Arbeitsauftrag:
Schreib aus der Stellungnahme zur Orientalistik den Abschnitt von „Mittwoch, 7. November“ bis einschließlich „Fakultät angeboten werden.“ Wort für Wort ab.

Textauszug:
* * *

Mittwoch, 7. November 2007

Stellungnahme von Prof. Daiber gegenüber dem Präsidium der Goethe-Uni


Sehr geehrter Herr Präsident, die Pläne der Johann Wolfgang Goethe-Universität, sich in eine Stiftungsuniversität umzuwandeln und die angestrebte Neuprofilierung der Universität im Rahmen von geisteswissenschaftlichen Zentrenbildungen haben mich zu vorliegendem Brief veranlasst.
Es stellt sich zunehmend heraus, dass die schwerpunktmäßige Verlagerung der Orientalistik nach Marburg das wissenschaftliche Profil der in Frankfurt vorhandenen Fächer erheblich zu beeinträchtigen droht; orientalistische Lehrveranstaltungen, beschränkt auf Sprache und Literatur, sollen weder für die neu eingerichtete Studienrichtung Empirische Sprachwissenschaft noch für die neu eingerichtete Studienrichtung Islamische Religionswissenschaft in der Theologischen Fakultät angeboten werden.
Diese Verbannung Orientalischer Philologie, mit den Schwerpunkten Sprache und Literatur des Arabischen, Persischen und Syrisch-Aramäischen, aus dem Angebot der Frankfurter Universität ist kontraproduktiv und im globalen Zeitalter schlichtweg nicht akzeptabel. Sie vernichtet die Voraussetzung für grenzüberschreitende Tätigkeiten der vorhandenen Fächer, auch der Fächer außerhalb der früheren Philosophischen Fakultät. Schwerpunkte der Frankfurter Universität, die ihr besonderes Ansehen etwa auf dem Gebiet der Geschichte, insbesondere der Wissenschaftsgeschichte verschafft haben, aber auch ein neu eingerichtetes Zentrum wie die Ostasienwissenschaften sollten gegebenenfalls auf ein Minimum orientalistischen Lehrangebots, nämlich zu Sprache und Literatur, zurückgreifen können. Arabische Sprache und Literatur wird auch von den Muslimen in Indien, Südostasien und China gepflegt und hat dort Kulturen und deren Sprachen geprägt.

* * *

Vorliegende Angaben:
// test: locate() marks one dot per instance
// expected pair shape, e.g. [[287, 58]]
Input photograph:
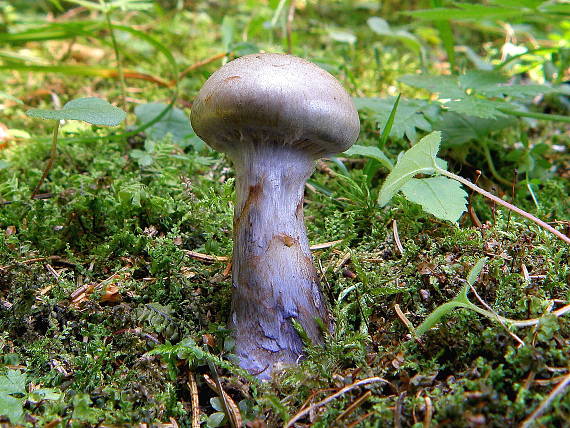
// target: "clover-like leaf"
[[175, 122], [93, 110]]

* * *

Lösung:
Mittwoch, 7. November 2007

Stellungnahme von Prof. Daiber gegenüber dem Präsidium der Goethe-Uni


Sehr geehrter Herr Präsident, die Pläne der Johann Wolfgang Goethe-Universität, sich in eine Stiftungsuniversität umzuwandeln und die angestrebte Neuprofilierung der Universität im Rahmen von geisteswissenschaftlichen Zentrenbildungen haben mich zu vorliegendem Brief veranlasst.
Es stellt sich zunehmend heraus, dass die schwerpunktmäßige Verlagerung der Orientalistik nach Marburg das wissenschaftliche Profil der in Frankfurt vorhandenen Fächer erheblich zu beeinträchtigen droht; orientalistische Lehrveranstaltungen, beschränkt auf Sprache und Literatur, sollen weder für die neu eingerichtete Studienrichtung Empirische Sprachwissenschaft noch für die neu eingerichtete Studienrichtung Islamische Religionswissenschaft in der Theologischen Fakultät angeboten werden.